Set tasks:
(a) In the syscall debugging guide, rewrite the stretch from "Use syscall debugging" through "or environment behavior.", changing "vague" to "incomplete".
(b) Using the syscall debugging guide, explain why strace can perturb timing and may be blocked by permissions, seccomp, or containers.
(c) Which kernel setting does the syscall debugging guide name as something that may block strace?

Text shown:
☆ ☆ ☆ ☆ ☆ ☆ ☆
Tech Study Guide
Linux System Call Debugging
Linux syscall debugging with strace, errno, blocking calls, file and socket syscalls, poll, epoll, futexes, and production triage boundaries.
Linux System Call Debugging
System calls are where application intent crosses into the kernel. When logs say “permission denied,” “connection refused,” “timeout,” or “file not found,” the syscall layer can prove what path, socket, credentials, flags, and error code were involved.
Use syscall debugging when application logs are vague, code-level tracing is unavailable, or you need to distinguish application behavior from kernel or environment behavior.
Command Examples
strace -f -p <pid>
strace -ff -o /tmp/trace.log <command>
strace -f -e trace=file,network -p <pid>
strace -ttT -f -p <pid>
strace -yy -s 256 -f -e trace=network,desc -p <pid>
strace -c -f <command>
strace -f -e status=failed <command>
cat /proc/<pid>/syscall
Example output and meaning:
| Command | Example output | What it does |
|---|---|---|
strace -f -p <pid> |
openat(), connect(), read(), write(), errno, and syscall latency lines. |
Shows the syscall where a process blocks or fails. |
strace -ff -o /tmp/trace.log <command> |
openat(), connect(), read(), write(), errno, and syscall latency lines. |
Shows the syscall where a process blocks or fails. |
strace -f -e trace=file,network -p <pid> |
openat(), connect(), read(), write(), errno, and syscall latency lines. |
Shows the syscall where a process blocks or fails. |
strace uses ptrace, so it can perturb timing and may be blocked by permissions, seccomp, containers, or kernel.yama.ptrace_scope.
☆ ☆ ☆ ☆ ☆ ☆ ☆
Listed entries:

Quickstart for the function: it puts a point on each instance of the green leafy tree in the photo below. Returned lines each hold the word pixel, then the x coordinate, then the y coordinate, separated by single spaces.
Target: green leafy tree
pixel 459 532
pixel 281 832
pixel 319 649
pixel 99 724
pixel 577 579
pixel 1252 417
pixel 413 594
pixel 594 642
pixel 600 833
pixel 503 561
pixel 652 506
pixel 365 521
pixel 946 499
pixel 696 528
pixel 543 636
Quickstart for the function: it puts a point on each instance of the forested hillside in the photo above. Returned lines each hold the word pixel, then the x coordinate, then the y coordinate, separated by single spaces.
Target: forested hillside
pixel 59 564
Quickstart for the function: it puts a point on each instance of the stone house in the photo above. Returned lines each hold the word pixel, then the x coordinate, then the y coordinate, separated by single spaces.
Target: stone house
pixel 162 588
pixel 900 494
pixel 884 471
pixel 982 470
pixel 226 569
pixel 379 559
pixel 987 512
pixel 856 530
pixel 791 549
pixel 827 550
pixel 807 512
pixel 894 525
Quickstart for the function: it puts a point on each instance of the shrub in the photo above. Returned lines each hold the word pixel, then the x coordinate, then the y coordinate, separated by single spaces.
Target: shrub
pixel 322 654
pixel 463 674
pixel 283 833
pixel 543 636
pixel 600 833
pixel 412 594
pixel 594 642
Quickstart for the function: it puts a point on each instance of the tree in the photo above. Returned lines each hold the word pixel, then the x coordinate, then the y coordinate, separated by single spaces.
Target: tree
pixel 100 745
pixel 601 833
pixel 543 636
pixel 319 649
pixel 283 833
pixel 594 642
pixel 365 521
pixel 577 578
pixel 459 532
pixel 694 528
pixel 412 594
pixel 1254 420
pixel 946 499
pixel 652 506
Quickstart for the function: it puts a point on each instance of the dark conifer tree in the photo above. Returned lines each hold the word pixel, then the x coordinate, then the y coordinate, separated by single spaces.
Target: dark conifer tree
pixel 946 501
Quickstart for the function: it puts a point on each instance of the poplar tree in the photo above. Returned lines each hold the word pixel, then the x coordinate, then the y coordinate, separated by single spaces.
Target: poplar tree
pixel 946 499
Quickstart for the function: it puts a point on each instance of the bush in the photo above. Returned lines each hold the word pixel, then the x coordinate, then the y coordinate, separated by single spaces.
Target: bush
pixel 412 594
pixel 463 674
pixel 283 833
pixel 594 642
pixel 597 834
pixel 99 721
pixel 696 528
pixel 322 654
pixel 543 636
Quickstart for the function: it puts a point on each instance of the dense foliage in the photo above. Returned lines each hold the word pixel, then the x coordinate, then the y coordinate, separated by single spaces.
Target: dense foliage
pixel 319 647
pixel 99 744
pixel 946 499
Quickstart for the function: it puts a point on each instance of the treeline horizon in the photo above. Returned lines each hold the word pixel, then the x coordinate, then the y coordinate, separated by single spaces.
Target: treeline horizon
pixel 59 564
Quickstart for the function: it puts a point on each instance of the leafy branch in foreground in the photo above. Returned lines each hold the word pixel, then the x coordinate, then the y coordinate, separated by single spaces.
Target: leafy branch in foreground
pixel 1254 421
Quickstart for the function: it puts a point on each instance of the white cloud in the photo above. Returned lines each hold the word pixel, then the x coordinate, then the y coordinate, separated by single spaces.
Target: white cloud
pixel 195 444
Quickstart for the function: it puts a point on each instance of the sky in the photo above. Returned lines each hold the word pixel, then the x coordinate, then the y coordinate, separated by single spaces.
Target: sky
☆ ☆ ☆ ☆ ☆ ☆ ☆
Responses for each task:
(a)
Use syscall debugging when application logs are incomplete, code-level tracing is unavailable, or you need to distinguish application behavior from kernel or environment behavior.

(b) strace is built on ptrace, and the guide says that reliance is why it can alter timing and can be blocked by permissions, seccomp, containers, or kernel.yama.ptrace_scope.

(c) kernel.yama.ptrace_scope